[Collected data entries]
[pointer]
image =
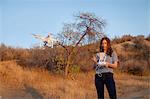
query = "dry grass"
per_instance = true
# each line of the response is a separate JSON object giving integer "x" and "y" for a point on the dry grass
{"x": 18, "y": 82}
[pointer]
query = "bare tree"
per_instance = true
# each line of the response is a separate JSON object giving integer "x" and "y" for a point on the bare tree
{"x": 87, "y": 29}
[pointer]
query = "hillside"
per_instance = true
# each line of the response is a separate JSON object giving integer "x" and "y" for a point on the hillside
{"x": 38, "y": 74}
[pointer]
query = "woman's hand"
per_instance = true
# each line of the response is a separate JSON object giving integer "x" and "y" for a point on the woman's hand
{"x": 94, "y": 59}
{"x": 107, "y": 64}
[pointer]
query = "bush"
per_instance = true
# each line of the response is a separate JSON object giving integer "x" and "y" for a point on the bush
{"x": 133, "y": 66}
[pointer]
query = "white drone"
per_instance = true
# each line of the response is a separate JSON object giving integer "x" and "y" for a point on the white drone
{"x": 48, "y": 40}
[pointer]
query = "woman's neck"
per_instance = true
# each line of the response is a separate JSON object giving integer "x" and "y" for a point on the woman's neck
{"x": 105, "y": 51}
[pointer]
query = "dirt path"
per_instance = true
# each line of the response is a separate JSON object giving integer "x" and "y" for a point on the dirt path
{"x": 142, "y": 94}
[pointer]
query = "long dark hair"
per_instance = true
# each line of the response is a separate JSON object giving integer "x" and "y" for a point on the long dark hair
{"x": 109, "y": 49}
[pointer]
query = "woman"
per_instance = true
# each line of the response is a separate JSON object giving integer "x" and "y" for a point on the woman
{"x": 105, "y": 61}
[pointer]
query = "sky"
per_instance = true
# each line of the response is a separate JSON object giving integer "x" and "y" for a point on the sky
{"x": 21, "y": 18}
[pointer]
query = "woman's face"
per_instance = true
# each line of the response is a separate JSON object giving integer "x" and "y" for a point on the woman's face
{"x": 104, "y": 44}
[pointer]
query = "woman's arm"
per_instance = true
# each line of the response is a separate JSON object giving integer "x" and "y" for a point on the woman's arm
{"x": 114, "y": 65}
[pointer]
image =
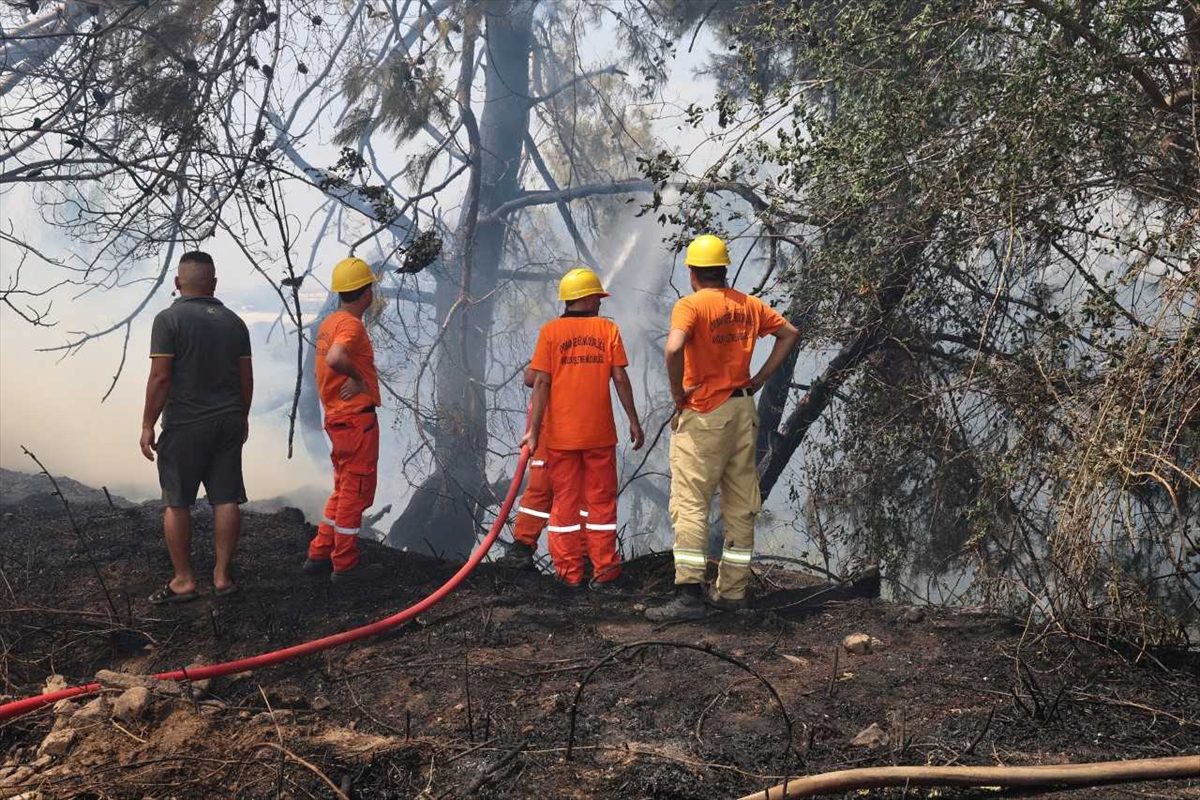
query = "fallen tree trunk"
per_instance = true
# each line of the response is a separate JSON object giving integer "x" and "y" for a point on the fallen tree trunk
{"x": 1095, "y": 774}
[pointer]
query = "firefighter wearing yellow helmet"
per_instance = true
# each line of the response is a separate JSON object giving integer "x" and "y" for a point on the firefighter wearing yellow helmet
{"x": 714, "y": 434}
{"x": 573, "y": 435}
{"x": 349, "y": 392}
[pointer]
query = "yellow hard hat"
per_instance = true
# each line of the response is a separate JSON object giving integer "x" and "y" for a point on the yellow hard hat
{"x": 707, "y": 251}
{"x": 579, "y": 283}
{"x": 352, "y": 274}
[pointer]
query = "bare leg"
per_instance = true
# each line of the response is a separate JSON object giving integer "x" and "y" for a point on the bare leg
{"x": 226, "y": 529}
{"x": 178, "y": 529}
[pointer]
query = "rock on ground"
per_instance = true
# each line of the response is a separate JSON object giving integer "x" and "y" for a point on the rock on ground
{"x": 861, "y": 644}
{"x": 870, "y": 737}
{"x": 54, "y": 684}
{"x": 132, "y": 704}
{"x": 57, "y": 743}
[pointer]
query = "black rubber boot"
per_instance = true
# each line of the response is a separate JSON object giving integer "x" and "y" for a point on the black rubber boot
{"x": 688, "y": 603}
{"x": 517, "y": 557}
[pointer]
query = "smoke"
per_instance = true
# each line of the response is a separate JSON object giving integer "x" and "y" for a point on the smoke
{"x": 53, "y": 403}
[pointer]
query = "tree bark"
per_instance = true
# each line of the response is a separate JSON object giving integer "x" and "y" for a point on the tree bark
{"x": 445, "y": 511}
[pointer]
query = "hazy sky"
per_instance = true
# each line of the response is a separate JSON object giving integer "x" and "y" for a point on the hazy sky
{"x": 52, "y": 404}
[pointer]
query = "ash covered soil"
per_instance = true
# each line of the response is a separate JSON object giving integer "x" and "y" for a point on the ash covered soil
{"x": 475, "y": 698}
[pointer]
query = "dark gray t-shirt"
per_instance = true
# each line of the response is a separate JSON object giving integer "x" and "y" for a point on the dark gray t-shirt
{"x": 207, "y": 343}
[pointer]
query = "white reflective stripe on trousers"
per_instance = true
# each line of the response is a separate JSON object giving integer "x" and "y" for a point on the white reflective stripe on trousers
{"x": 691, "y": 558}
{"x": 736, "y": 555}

▶ **EXERCISE TASK**: Transcribe the full listing above exactly, with the images removed.

▶ **FINISHED TASK**:
[pointer]
image =
query = "dry grass"
per_instance = true
# each line of the response is a separate JSON object giving integer "x" and "y" for a point on the dry grass
{"x": 18, "y": 82}
[pointer]
query = "bare tree"
per_instance = true
# each line of the response is a separate JSON object giving integer "x" and "y" for a point on the bare tree
{"x": 87, "y": 29}
[pointer]
query = "hillside"
per_instance = true
# each line of the response is a separate JSON object giving integer "x" and "y" for a point on the hillside
{"x": 38, "y": 74}
[pointer]
query = "woman's hand"
per_instance = true
# each line of the response is a separate JSON object giving integer "x" and "y" for a point on the woman's hand
{"x": 94, "y": 59}
{"x": 107, "y": 64}
[pointer]
query = "bush"
per_instance = true
# each line of the response is a separate JSON object giving integer "x" and "y" for a point on the bush
{"x": 133, "y": 66}
[pointer]
query = "white drone"
per_instance = true
# each line of the response is a separate JSON object giving integer "x" and "y" for a point on the white drone
{"x": 48, "y": 40}
[pointer]
query = "woman's neck"
per_instance = true
# each line of the response is a separate JSON object giving integer "x" and "y" for a point on the woman's neck
{"x": 105, "y": 51}
[pointer]
query = "dirt path"
per_instance = true
# each line of the response is a separate JSON object giving integer "x" and "y" for a point on the dirt path
{"x": 142, "y": 94}
[pointer]
query = "long dark hair"
per_instance = true
# each line of the response is a separate JSON object giving integer "x" and "y" for a point on the long dark hair
{"x": 109, "y": 49}
[pointer]
query = "woman"
per_instance = true
# each line of the response is a separate JSON object giving integer "x" and "y" for a point on the woman
{"x": 105, "y": 61}
[pointer]
query = "sky"
per_instance = true
# each line of the response is a separate JSON object giving integer "x" and "y" for a point on the sky
{"x": 21, "y": 18}
[pointer]
query = "woman's face"
per_instance = true
# each line of the response is a separate JSON object giving integer "x" and "y" for a point on the woman's face
{"x": 104, "y": 44}
[pointer]
query = "woman's arm"
per_instance = true
# each line of the response is a separate JSON object giving integer "x" and "y" for a point on the woman's arm
{"x": 114, "y": 65}
[pointer]
image =
query = "fallen tree trunk"
per_instance = true
# each line of the response is a separate JSON object giving integer "x" and "y" for a point on the fallen tree trunk
{"x": 1095, "y": 774}
[pointer]
query = "firefighter wearing yellow helmet"
per_instance = true
# each line of the response is a separate JSON object giving integer "x" and "y" for a point on the firefighter wearing yellow helmet
{"x": 714, "y": 434}
{"x": 573, "y": 435}
{"x": 349, "y": 392}
[pointer]
query = "yellow hard hat"
per_instance = true
# each line of the response is a separate JSON object giving integer "x" and "y" for a point on the yellow hard hat
{"x": 707, "y": 251}
{"x": 579, "y": 283}
{"x": 352, "y": 274}
[pointer]
query = "bare leg"
per_instance = true
# each line of the response is a separate JSON object giving integer "x" and "y" for a point on the bare leg
{"x": 226, "y": 529}
{"x": 178, "y": 529}
[pointer]
query = "rock on ground"
per_instance = true
# each line of the response is a separate JSON object giving integer "x" and "y" for a point on the rock on ground
{"x": 861, "y": 644}
{"x": 870, "y": 737}
{"x": 54, "y": 684}
{"x": 132, "y": 704}
{"x": 57, "y": 743}
[pointer]
query = "black rubber boot"
per_instance = true
# each line of the response is a separate JSON object giving integer "x" and "y" for a point on the black rubber boot
{"x": 688, "y": 603}
{"x": 517, "y": 557}
[pointer]
query = "smoke"
per_instance = true
# each line of the response is a separate JSON object giving integer "x" and "y" for a point on the smoke
{"x": 53, "y": 403}
[pointer]
query = "tree bark"
per_instance = true
# each line of the response is a separate JSON object giving integer "x" and "y" for a point on the tree bark
{"x": 445, "y": 511}
[pointer]
query = "hazy sky"
per_instance = true
# each line of the response is a separate JSON object giving integer "x" and "y" for a point on the hazy sky
{"x": 52, "y": 404}
[pointer]
query = "ash covered soil"
per_instance = true
# each line of the response is a separate JSON object giving integer "x" and "y" for a point on the ash covered soil
{"x": 475, "y": 698}
[pointer]
query = "dark gray t-shirt"
per_instance = true
# each line of the response is a separate JSON object giving integer "x" and "y" for a point on the dark gray t-shirt
{"x": 207, "y": 343}
[pointer]
query = "white reflective stripe on trousers"
per_instance = true
# each line of the response is a separate JSON object giving integer "x" and "y" for a point on the white reflective stripe on trousers
{"x": 691, "y": 558}
{"x": 736, "y": 555}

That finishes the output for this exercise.